---- Recorded information

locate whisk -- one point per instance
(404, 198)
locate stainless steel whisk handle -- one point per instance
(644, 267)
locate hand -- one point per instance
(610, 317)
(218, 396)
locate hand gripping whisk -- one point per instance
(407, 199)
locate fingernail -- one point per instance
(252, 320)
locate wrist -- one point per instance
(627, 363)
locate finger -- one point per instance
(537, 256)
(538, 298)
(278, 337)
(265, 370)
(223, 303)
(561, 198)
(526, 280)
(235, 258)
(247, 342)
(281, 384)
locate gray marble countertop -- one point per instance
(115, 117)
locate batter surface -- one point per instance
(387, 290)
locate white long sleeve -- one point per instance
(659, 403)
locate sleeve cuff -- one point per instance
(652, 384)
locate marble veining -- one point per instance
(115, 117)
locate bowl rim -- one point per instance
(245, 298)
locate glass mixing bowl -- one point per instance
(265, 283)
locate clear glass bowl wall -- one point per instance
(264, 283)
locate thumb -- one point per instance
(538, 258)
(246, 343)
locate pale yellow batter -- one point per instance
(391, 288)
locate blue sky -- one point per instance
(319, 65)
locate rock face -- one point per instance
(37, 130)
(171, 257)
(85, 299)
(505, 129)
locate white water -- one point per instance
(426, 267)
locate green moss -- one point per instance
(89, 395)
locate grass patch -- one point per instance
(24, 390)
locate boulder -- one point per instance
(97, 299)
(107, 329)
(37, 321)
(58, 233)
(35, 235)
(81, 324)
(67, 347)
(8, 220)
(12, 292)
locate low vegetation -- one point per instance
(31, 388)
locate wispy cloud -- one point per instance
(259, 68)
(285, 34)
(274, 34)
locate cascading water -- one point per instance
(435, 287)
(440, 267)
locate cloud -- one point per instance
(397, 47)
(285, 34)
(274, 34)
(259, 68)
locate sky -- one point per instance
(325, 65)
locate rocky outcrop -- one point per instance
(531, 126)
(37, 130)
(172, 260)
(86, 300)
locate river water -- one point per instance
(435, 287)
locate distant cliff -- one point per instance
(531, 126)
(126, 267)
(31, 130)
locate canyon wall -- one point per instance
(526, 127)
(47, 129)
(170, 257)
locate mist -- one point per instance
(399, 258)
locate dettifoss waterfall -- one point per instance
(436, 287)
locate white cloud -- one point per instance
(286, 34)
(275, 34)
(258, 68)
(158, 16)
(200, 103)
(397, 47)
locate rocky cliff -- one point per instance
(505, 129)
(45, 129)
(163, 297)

--------

◆ To be done
Recast every one of the entries above as a numbered list, leaving out any blank lines.

◆ Result of the exercise
1. locate whisk -- one point per instance
2. (404, 198)
3. locate stainless steel whisk handle -- one point per instance
4. (644, 267)
5. locate hand -- one point per instance
6. (610, 317)
7. (218, 396)
8. locate hand gripping whisk -- one point per instance
9. (407, 199)
10. locate fingernail -- one point per instance
11. (252, 320)
12. locate wrist -- one point per instance
13. (627, 363)
14. locate finger -- one point per instance
15. (537, 256)
16. (538, 298)
17. (278, 337)
18. (265, 370)
19. (223, 303)
20. (561, 198)
21. (526, 280)
22. (235, 258)
23. (247, 342)
24. (281, 384)
25. locate gray marble countertop -- one point per instance
26. (115, 117)
27. locate batter surface -- one point per instance
28. (387, 290)
29. locate white long sleeve -- one point per instance
30. (659, 403)
31. locate sleeve cuff -- one point per instance
32. (652, 384)
33. locate marble veining -- one point per instance
34. (115, 117)
35. locate bowl rim -- one point per instance
36. (245, 298)
37. locate glass mixing bowl -- one point per instance
38. (265, 283)
39. locate clear glass bowl wall -- one point per instance
40. (264, 283)
41. locate thumb -- one point per instance
42. (538, 258)
43. (246, 343)
44. locate pale yellow batter -- one point per instance
45. (391, 288)
46. locate blue sky -- one point per instance
47. (319, 65)
48. locate rock face -- one point per instance
49. (37, 130)
50. (171, 257)
51. (85, 299)
52. (505, 129)
53. locate white water -- one point per instance
54. (426, 267)
55. locate green moss -- one point per instance
56. (89, 395)
57. locate grass patch -- one point per instance
58. (24, 390)
59. locate boulder -- one point per instance
60. (97, 299)
61. (107, 329)
62. (37, 321)
63. (58, 233)
64. (35, 235)
65. (81, 324)
66. (67, 347)
67. (8, 220)
68. (12, 292)
69. locate low vegetation -- one point per instance
70. (31, 388)
71. locate wispy cloud -- one point per instance
72. (259, 68)
73. (285, 34)
74. (274, 34)
75. locate cascading water -- one point per instance
76. (435, 287)
77. (440, 267)
78. locate cloud -- one point per instance
79. (397, 47)
80. (285, 34)
81. (274, 34)
82. (259, 68)
83. locate sky -- one point per instance
84. (325, 65)
85. locate rocky outcrop -- one point per instance
86. (531, 126)
87. (37, 130)
88. (172, 260)
89. (86, 300)
90. locate river water -- one point per instance
91. (435, 287)
92. locate distant cliff -- one point per instance
93. (531, 126)
94. (126, 267)
95. (31, 130)
96. locate canyon wall -- one point per instance
97. (526, 127)
98. (47, 129)
99. (170, 257)
100. locate mist -- one point per instance
101. (399, 258)
102. locate dettifoss waterfall -- one point per instance
103. (436, 287)
104. locate white cloud -- one point per instance
105. (286, 34)
106. (275, 34)
107. (258, 68)
108. (158, 16)
109. (200, 103)
110. (397, 47)
111. locate rocky cliff -- one point per instance
112. (505, 129)
113. (45, 129)
114. (163, 297)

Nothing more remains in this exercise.